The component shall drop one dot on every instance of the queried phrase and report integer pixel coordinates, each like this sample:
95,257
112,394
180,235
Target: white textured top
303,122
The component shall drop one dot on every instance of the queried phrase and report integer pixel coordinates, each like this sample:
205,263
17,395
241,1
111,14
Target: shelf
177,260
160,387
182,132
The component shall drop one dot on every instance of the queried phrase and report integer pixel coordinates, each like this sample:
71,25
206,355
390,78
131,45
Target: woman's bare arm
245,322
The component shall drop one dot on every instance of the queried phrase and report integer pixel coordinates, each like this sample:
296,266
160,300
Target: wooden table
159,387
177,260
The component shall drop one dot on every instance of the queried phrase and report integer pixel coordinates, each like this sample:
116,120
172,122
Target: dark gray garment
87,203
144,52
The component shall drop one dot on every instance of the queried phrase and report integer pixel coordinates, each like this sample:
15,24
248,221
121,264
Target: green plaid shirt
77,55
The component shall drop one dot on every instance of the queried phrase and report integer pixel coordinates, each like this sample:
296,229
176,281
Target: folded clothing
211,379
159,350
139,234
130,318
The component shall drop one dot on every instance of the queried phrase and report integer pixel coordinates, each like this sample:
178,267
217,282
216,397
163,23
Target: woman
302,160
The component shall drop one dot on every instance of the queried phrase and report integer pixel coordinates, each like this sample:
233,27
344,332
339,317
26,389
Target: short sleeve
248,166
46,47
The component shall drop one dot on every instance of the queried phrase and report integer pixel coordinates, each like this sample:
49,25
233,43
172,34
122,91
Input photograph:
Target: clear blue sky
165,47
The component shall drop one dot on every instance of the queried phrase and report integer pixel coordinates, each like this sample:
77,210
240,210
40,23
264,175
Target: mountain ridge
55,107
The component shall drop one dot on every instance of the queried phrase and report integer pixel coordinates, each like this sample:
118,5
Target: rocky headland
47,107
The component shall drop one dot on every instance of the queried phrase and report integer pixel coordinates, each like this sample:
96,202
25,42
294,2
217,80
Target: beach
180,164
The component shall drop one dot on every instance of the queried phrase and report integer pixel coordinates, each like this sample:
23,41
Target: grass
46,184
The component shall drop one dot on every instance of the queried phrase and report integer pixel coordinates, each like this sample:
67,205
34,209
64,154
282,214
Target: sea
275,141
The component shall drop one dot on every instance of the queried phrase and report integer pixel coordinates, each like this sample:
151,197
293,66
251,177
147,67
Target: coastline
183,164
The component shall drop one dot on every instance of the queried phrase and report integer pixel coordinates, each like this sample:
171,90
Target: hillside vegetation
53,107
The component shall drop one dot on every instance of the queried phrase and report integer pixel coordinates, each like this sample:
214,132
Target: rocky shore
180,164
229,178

TASK TO CARRY OUT:
Go through the records above and set each one down exactly, please.

COMPLETED EXERCISE:
The component shall drop one dot on every instance of the queried phrase and report integer pixel coordinates, each like this sample:
95,257
112,394
180,235
Target: white textured top
303,122
The component shall drop one dot on every instance of the queried phrase and report integer pixel coordinates, each like this sample:
205,263
17,395
241,1
111,14
Target: shelf
177,260
160,387
182,132
The component shall drop one dot on every instance of the queried phrase and report integer pixel coordinates, each like this sample:
71,25
206,355
390,78
131,45
Target: woman's bare arm
245,322
The component shall drop one dot on every instance of the queried phrase and report integer pixel coordinates, each like this sample:
296,266
160,300
Target: wooden table
159,387
177,260
The component shall drop one dot on every instance of the queried phrase and report integer pixel coordinates, each like this sample:
116,120
172,122
Target: dark gray garment
87,203
144,52
The component shall drop one dot on every instance of the queried phrase and report integer pixel coordinates, each like this sample:
15,24
248,221
121,264
Target: green plaid shirt
77,55
The component shall drop one dot on every instance of the queried phrase and report integer pixel coordinates, each like this sample:
296,229
176,281
Target: folded clothing
211,379
159,350
139,234
130,318
The component shall drop one dot on every instance of the queried phrase and report integer pixel coordinates, each like this sample:
178,267
217,282
216,397
163,23
Target: woman
302,160
The component shall drop one dot on every instance of the queried phrase and report integer pixel coordinates, each like this sample:
233,27
344,332
339,317
26,389
Target: short sleeve
248,166
46,47
The component shall drop one dot on every instance of the queried phrase and report integer pixel coordinates, each like this sample:
49,25
233,43
172,34
122,91
Input photograph:
Target: clear blue sky
165,47
The component shall drop one dot on every instance of the queried phrase and report integer pixel coordinates, each like this sample:
77,210
240,210
40,23
264,175
Target: mountain ridge
55,107
The component shall drop one dot on every instance of the queried phrase and report integer pixel coordinates, each like this sample:
118,5
Target: rocky headland
47,107
The component shall drop one dot on every instance of the queried phrase and report integer pixel coordinates, each like this sample:
96,202
25,42
294,2
217,80
Target: beach
180,164
The component shall drop one dot on every instance of the queried phrase and report integer pixel coordinates, each like this sample:
23,41
Target: grass
46,184
The component shall drop one dot on every instance of the queried phrase and report integer pixel coordinates, each like this sample:
67,205
34,209
64,154
282,214
Target: sea
275,141
The component shall drop one dot on every instance of the queried phrase and report integer pixel coordinates, each like this sample:
151,197
293,66
251,177
147,67
Target: coastline
183,164
The component shall drop one dot on every instance of the queried phrase and report integer pixel coordinates, each like this sample:
171,90
Target: hillside vegetation
53,107
The component shall drop one dot on every instance of the queried phrase and report integer pixel coordinates, each like this sample:
214,132
Target: rocky shore
180,164
229,178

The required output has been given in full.